#### Extract provided
++++++

1

I'm setting my Rasbery Pi up to run as a kisok mode, I know their are several guides on how to do this but before I attempt it I have a question.

All of the guides I have looked at require you to hard code in the URL. For the situation I am intending their will be 12 teams using their own Pi's, as well as this the URL is subject to change often for project changes/updates. In a ideal world the scrum masters could just amend this themselves...but they aren't remotely technical. The solution I would like is to have a text file on the desktop that they can just update when needed. Then on boot it would get the URL from this file.

I've been looking at this guide for kiosk https://github.com/elalemanyo/raspberry-pi-kiosk-screen

the line is

@chromium --noerrdialogs --kiosk [URL] 

I've tried several derivatives of passing the contents into a variable and then using that as the URL.

URL=$(</home/pi/Desktop/URL)
URL="$(cat /home/pi/Desktop/URL)"
URL='cat /home/pi/Desktop/URL'
@chromium --noerrdialogs --kiosk $URL

Above are a few of the ways I have tried. Anyone know a way of doing this?

Ghost

  • Took a trawl through the docs for that configuration method and I can't see anything that suggests you're allowed variables. How about using the autostart file to launch a bash or Python script to read the text file into Chromium's flags? – goobering Feb 24 '16 at 0:34
  • Yea if that would work, I don't mind how its done. Not sure how I would go about this though? – ghost3h Feb 24 '16 at 7:45
0

Similar approach to @patthoyts, but using Python rather than bash. Excuse my almost certainly sub-optimal Python.

import os
import urllib.request as req
import urllib.parse as p

#Construct the path to the text file containing your URL
url_path = os.path.join('/home/pi/myUrlFolder/myUrl.txt')

#Check if the path is valid
if os.path.exists(url_path):
    #File exists  
    #Open the file for reading
    my_url_file = open(url_path)

++++++

#### Your instructions
Repeat, word for word, the stretch of the Raspberry Pi kiosk post from "URL=$(</home/pi/Desktop/URL)" through "of doing this?".

#### Given entries
++++++

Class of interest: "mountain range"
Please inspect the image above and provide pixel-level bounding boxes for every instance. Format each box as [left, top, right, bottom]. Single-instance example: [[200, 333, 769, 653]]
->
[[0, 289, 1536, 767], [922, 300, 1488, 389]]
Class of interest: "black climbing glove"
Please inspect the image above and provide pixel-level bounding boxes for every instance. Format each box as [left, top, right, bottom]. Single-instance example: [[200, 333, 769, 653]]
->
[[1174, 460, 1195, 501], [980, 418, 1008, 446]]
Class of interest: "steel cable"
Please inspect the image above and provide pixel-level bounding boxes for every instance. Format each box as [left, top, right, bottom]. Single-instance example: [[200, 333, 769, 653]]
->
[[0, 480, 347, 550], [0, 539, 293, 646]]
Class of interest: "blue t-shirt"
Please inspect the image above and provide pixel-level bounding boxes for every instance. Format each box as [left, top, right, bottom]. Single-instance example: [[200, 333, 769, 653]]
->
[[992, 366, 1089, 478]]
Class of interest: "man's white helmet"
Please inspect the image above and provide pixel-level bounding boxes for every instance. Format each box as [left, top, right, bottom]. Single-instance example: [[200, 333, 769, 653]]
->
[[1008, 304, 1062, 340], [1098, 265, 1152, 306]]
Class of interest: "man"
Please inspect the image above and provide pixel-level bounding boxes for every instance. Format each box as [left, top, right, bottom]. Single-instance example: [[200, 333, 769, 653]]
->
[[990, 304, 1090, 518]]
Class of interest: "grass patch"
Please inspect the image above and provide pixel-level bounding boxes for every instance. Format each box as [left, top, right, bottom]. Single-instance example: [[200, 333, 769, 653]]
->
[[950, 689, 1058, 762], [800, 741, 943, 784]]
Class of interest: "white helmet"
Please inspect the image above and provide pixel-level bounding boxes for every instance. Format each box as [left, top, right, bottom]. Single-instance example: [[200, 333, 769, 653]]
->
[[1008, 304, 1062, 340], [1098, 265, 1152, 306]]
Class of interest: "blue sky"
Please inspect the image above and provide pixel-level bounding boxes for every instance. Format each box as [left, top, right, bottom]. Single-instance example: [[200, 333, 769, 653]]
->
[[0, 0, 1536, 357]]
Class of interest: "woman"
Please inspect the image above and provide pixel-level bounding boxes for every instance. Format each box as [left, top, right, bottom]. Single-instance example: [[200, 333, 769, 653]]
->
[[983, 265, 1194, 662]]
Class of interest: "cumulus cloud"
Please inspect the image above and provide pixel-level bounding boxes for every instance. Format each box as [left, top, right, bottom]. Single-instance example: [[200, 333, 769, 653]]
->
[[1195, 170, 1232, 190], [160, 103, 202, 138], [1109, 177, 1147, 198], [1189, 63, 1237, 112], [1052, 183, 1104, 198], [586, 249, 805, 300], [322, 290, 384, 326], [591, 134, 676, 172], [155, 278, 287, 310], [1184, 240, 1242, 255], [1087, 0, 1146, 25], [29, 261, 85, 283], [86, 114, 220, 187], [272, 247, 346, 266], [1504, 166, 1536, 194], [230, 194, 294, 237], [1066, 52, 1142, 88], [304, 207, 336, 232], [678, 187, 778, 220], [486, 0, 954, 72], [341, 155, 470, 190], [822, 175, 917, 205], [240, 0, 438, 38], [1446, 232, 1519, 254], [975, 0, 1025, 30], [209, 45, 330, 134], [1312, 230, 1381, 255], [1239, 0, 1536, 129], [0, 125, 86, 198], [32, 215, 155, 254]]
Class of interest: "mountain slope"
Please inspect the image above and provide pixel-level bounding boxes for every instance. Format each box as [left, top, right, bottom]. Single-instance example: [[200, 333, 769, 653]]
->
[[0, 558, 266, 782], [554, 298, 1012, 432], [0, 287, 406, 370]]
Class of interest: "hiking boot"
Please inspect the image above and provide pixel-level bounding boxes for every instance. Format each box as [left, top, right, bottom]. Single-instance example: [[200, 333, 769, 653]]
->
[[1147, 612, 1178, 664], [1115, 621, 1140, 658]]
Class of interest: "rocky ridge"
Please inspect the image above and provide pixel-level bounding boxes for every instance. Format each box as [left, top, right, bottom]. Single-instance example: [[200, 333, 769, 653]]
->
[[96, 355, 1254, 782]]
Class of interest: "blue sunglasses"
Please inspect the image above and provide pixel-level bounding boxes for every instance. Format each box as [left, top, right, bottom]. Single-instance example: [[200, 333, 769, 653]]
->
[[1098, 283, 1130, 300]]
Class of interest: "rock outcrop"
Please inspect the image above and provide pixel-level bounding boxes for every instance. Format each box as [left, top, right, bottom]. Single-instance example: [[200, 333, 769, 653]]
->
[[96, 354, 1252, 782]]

++++++

#### Solution for this problem
URL=$(</home/pi/Desktop/URL)
URL="$(cat /home/pi/Desktop/URL)"
URL='cat /home/pi/Desktop/URL'
@chromium --noerrdialogs --kiosk $URL

Above are a few of the ways I have tried. Anyone know a way of doing this?